● WHAT THE EXERCISE ASKS
Format the lines below as a numbered list, skipping blank lines and leaving out the pictures.

++++ MATERIAL FOR THE TASK

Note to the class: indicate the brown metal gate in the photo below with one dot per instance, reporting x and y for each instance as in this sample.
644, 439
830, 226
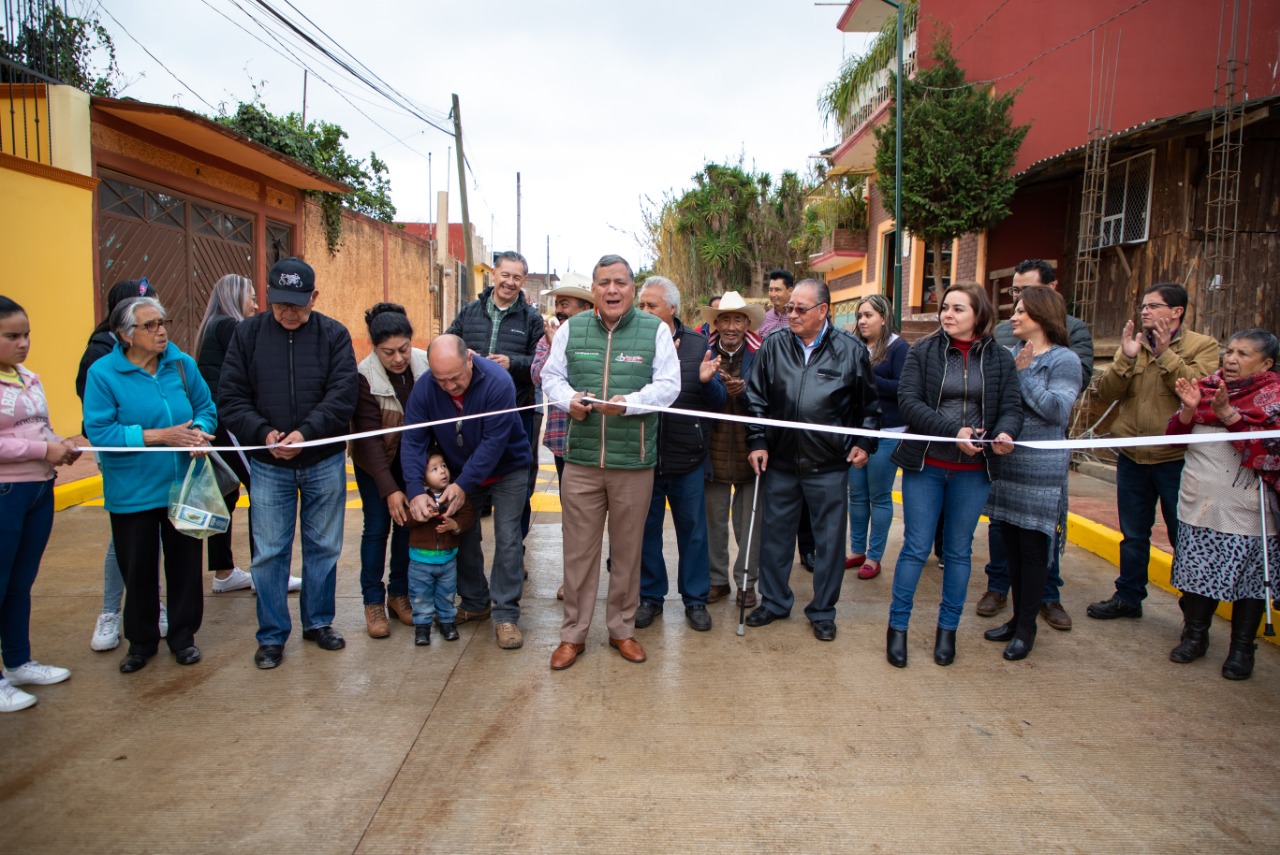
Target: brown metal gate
182, 245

++++++++

● REPLY
1. Note to the class: indicate the brown metal gate in the photo below with one dot per instance, reporting x and y for each instance as in this sample.
2. 644, 439
3. 830, 226
4. Target: brown metal gate
5. 182, 245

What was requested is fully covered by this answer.